• **Selected extract**:
What Can Cause a Yeast Infection?

Yeast infections are caused by yeast overgrowth and can be contracted through sexual contact. However, yeast infections can also result from antibiotic usage, pregnancy, and menopause. The most common causes of yeast infections:

1. Sexual Contact
Yeast infections can be spread through sexual contact but are not considered a sexually transmitted disease. This is because yeast is present in the body of both men and women and, while it can overgrow under certain conditions, sexual contact is not always the cause.

2. Antibiotics
Antibiotics kill both the good and bad bacteria in your body, which can lead to an overgrowth of yeast. If you're consistently on antibiotics, yeast infections may become more common for you.

3. Pregnancy
Another common cause of yeast infections is pregnancy. Pregnant women are more likely to get yeast infections because hormonal changes during pregnancy create a more yeast-friendly environment.

4. Birth Control
Women who take hormonal contraception such as the pill are also more likely to get yeast infections because these medications also change hormone levels and can allow yeast overgrowth.

5. Diabetes
When a woman has diabetes, their urine contains excessive sugars, which is harmful to the vagina. This may also create yeast overgrowth.

6. Menopause
Decreased estrogen levels during menopausal years can also lead to yeast overgrowths in women who have previously experienced them. This is due to changes that occur in the vaginal environment that make it more yeast friendly.

Can A Yeast Infection Be A Genetic Defect?

A growing number of studies have shown that there is a direct correlation between yeast infections and hereditary factors. Therefore, if yeast infection runs in your family, you are more likely to get yeast infections. However, this does not mean that if you have a yeast infection, then other family members do as well, as only a low percentage of women are impacted by yeast infections due to genetics.

This article is for informational purposes only. It is not, nor is it intended to be, a substitute for professional medical advice, diagnosis, or treatment and should never be relied upon for specific medical advice.

• **Extracted information**:
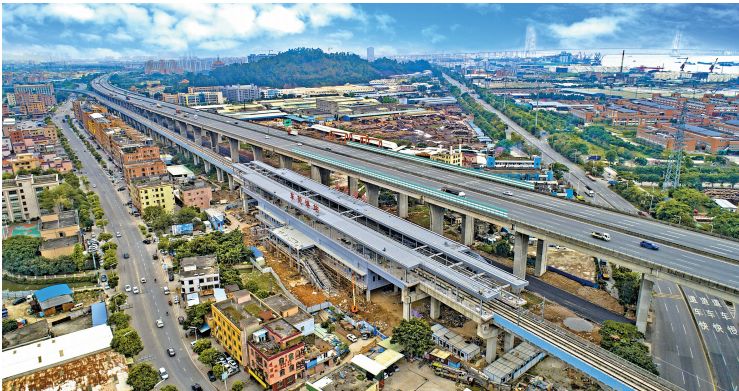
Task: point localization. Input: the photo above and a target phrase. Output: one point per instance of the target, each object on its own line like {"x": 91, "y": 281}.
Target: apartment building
{"x": 20, "y": 196}
{"x": 197, "y": 194}
{"x": 199, "y": 274}
{"x": 152, "y": 191}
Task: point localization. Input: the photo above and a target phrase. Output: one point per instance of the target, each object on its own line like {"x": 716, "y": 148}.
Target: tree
{"x": 9, "y": 325}
{"x": 142, "y": 377}
{"x": 675, "y": 211}
{"x": 208, "y": 356}
{"x": 20, "y": 248}
{"x": 414, "y": 335}
{"x": 127, "y": 342}
{"x": 119, "y": 320}
{"x": 201, "y": 345}
{"x": 611, "y": 155}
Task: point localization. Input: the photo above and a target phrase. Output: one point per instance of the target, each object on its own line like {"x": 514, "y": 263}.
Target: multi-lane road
{"x": 691, "y": 253}
{"x": 603, "y": 195}
{"x": 151, "y": 304}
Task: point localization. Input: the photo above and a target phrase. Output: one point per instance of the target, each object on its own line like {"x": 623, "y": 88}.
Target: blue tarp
{"x": 99, "y": 314}
{"x": 52, "y": 291}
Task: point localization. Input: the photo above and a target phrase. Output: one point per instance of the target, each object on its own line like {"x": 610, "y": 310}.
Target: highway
{"x": 685, "y": 251}
{"x": 718, "y": 330}
{"x": 603, "y": 195}
{"x": 151, "y": 303}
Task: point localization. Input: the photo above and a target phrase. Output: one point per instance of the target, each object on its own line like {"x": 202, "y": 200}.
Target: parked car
{"x": 649, "y": 245}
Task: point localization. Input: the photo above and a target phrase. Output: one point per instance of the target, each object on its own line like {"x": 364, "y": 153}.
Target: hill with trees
{"x": 305, "y": 67}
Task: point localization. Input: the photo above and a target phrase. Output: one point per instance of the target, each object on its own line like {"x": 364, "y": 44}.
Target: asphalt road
{"x": 578, "y": 217}
{"x": 151, "y": 303}
{"x": 718, "y": 329}
{"x": 676, "y": 344}
{"x": 603, "y": 195}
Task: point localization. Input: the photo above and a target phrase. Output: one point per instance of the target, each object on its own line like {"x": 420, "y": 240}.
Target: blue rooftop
{"x": 52, "y": 291}
{"x": 99, "y": 314}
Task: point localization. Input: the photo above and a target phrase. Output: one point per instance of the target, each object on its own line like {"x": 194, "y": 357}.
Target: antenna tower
{"x": 672, "y": 176}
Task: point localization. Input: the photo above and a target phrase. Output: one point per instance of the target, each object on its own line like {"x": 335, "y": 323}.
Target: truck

• **Exercise directions**:
In the yeast infection article, rewrite everything from "5. Diabetes" down to "due to genetics.", changing "hereditary" to "inherited".

• **Problem solution**:
5. Diabetes
When a woman has diabetes, their urine contains excessive sugars, which is harmful to the vagina. This may also create yeast overgrowth.

6. Menopause
Decreased estrogen levels during menopausal years can also lead to yeast overgrowths in women who have previously experienced them. This is due to changes that occur in the vaginal environment that make it more yeast friendly.

Can A Yeast Infection Be A Genetic Defect?

A growing number of studies have shown that there is a direct correlation between yeast infections and inherited factors. Therefore, if yeast infection runs in your family, you are more likely to get yeast infections. However, this does not mean that if you have a yeast infection, then other family members do as well, as only a low percentage of women are impacted by yeast infections due to genetics.